Saved entries
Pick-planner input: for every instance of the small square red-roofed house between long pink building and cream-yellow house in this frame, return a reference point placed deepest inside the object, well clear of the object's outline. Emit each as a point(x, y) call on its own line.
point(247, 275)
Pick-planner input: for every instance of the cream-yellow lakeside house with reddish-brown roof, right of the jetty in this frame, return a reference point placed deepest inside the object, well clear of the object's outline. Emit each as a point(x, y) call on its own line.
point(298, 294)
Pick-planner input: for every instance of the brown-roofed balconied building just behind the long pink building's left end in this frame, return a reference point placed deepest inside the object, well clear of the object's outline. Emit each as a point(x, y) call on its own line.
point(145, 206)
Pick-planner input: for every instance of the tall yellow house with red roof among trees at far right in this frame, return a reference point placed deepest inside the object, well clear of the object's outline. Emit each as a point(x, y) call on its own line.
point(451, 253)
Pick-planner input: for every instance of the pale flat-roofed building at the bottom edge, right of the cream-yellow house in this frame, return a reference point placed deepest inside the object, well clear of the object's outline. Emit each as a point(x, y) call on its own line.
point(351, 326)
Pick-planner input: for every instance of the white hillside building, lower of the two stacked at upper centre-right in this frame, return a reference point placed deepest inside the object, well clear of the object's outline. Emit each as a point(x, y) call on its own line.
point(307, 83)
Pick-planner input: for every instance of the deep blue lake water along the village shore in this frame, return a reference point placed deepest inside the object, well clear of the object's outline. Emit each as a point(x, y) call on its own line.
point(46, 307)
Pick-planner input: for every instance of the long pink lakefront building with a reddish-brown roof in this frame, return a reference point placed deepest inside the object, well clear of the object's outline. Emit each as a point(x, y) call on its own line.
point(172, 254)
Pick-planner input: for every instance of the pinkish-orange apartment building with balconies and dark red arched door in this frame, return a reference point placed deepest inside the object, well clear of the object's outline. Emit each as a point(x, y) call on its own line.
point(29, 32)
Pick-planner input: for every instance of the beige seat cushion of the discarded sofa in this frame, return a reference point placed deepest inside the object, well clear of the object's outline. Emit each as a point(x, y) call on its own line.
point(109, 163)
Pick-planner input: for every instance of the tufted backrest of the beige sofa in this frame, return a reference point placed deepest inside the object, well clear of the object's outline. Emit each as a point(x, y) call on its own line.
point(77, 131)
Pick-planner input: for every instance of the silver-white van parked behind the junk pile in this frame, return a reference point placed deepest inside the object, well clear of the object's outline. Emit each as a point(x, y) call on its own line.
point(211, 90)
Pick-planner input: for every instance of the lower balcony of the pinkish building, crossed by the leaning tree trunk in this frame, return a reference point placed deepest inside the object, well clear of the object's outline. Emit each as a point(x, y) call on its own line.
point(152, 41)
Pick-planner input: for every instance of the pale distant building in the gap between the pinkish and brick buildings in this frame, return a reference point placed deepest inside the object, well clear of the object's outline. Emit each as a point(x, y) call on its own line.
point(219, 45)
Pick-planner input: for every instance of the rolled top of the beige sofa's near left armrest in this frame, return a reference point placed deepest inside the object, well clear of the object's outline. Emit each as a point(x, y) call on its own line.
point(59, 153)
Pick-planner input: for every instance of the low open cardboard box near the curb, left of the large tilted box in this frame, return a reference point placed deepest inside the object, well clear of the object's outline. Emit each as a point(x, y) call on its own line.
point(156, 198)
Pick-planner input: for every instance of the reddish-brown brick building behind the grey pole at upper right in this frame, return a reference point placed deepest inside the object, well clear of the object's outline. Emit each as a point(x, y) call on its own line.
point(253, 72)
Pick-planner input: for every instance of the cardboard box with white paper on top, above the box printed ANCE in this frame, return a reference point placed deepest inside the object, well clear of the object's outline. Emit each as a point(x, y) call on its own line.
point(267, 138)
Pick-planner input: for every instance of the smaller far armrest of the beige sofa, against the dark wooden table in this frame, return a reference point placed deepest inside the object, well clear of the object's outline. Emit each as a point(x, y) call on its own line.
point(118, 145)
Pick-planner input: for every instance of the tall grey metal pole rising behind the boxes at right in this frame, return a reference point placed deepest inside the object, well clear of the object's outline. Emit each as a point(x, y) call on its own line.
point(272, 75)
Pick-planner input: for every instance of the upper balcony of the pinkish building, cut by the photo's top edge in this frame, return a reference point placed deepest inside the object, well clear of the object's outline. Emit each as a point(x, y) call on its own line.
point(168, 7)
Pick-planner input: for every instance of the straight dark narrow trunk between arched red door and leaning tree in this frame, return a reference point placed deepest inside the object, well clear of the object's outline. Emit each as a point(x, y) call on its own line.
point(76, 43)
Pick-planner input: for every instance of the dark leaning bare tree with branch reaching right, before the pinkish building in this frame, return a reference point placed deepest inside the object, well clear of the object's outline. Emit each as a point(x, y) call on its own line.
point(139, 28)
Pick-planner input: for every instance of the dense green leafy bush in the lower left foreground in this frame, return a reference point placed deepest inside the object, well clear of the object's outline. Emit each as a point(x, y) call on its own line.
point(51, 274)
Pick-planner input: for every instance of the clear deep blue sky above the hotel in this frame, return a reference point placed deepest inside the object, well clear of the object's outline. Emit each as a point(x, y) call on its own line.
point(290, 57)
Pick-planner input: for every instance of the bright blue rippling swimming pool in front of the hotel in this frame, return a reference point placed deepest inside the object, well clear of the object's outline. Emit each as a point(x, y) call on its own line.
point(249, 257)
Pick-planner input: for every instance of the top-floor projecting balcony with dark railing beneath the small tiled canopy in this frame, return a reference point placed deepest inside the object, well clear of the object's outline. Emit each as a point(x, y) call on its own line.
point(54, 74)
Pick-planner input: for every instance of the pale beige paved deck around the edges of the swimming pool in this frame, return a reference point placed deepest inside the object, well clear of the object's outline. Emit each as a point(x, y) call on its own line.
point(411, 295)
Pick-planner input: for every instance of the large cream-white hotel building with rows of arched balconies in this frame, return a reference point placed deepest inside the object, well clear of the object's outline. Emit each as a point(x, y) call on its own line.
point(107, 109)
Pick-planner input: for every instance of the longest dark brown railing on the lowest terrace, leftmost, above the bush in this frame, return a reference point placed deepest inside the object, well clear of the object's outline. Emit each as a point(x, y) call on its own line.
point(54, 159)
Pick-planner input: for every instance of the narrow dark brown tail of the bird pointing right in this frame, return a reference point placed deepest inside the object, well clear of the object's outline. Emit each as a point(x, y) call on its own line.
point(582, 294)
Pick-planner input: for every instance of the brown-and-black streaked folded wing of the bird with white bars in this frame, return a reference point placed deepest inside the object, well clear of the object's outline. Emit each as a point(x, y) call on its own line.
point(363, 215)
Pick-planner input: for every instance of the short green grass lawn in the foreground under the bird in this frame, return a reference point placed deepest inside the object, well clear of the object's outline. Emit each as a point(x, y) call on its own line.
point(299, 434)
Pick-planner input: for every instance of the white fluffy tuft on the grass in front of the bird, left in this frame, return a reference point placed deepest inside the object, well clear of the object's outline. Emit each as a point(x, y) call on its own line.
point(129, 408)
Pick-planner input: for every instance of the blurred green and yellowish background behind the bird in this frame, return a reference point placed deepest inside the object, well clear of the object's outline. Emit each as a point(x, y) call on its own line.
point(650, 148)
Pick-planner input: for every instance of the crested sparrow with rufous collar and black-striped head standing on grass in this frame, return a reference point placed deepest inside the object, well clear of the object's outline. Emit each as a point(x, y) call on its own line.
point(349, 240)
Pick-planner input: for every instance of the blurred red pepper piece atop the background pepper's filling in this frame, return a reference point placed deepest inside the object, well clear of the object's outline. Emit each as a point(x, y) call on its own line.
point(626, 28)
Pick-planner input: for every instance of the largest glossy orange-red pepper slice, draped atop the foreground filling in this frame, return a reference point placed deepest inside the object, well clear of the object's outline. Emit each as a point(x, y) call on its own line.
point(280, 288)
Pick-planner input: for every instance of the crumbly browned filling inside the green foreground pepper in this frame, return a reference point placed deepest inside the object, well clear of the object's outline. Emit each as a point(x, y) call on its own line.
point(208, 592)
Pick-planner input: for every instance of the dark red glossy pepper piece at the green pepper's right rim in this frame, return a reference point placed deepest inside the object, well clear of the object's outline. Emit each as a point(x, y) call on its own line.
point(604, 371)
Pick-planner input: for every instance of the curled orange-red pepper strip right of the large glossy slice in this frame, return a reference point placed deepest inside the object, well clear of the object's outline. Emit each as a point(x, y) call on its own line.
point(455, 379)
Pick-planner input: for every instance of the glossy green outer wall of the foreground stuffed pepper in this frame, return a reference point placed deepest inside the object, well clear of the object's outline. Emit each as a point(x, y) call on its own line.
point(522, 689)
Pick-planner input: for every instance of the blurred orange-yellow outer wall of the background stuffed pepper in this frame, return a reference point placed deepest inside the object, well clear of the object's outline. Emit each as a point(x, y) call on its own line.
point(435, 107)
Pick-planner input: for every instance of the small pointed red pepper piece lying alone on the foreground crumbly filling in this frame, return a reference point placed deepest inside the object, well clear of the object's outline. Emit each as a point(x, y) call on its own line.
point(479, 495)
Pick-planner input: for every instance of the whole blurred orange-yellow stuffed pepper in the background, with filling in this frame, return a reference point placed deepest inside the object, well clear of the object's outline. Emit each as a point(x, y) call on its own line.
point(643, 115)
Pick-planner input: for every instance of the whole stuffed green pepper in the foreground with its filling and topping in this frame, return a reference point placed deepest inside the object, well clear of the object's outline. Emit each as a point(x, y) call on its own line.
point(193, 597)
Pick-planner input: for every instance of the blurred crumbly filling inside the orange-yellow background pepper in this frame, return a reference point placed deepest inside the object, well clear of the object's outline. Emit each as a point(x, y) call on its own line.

▸ Task item: From the line containing "Pick-planner input: for every instance of the curled" through the last line of the records, output each line exactly and nothing more.

▸ Answer to the problem:
Pick-planner input: for every instance of the curled orange-red pepper strip right of the large glossy slice in this frame, return a reference point placed deepest inside the object, well clear of the object's outline. Emit each as a point(x, y) call on its own line.
point(455, 379)
Pick-planner input: for every instance of the glossy green outer wall of the foreground stuffed pepper in this frame, return a reference point placed deepest inside the object, well clear of the object's outline. Emit each as a point(x, y) call on its own line.
point(522, 689)
Pick-planner input: for every instance of the blurred orange-yellow outer wall of the background stuffed pepper in this frame, return a reference point placed deepest inside the object, well clear of the object's outline. Emit each as a point(x, y) call on its own line.
point(435, 107)
Pick-planner input: for every instance of the small pointed red pepper piece lying alone on the foreground crumbly filling in this frame, return a reference point placed deepest inside the object, well clear of the object's outline. Emit each as a point(x, y) call on its own line.
point(479, 495)
Pick-planner input: for every instance of the whole blurred orange-yellow stuffed pepper in the background, with filling in this frame, return a reference point placed deepest inside the object, well clear of the object's outline. Emit each as a point(x, y) call on its own line.
point(643, 115)
Pick-planner input: for every instance of the whole stuffed green pepper in the foreground with its filling and topping in this frame, return a reference point placed deepest inside the object, well clear of the object's outline. Emit each as a point(x, y) call on its own line.
point(193, 597)
Pick-planner input: for every instance of the blurred crumbly filling inside the orange-yellow background pepper in this frame, return a reference point placed deepest inside the object, well clear of the object's outline. Emit each as a point(x, y) call on its own line.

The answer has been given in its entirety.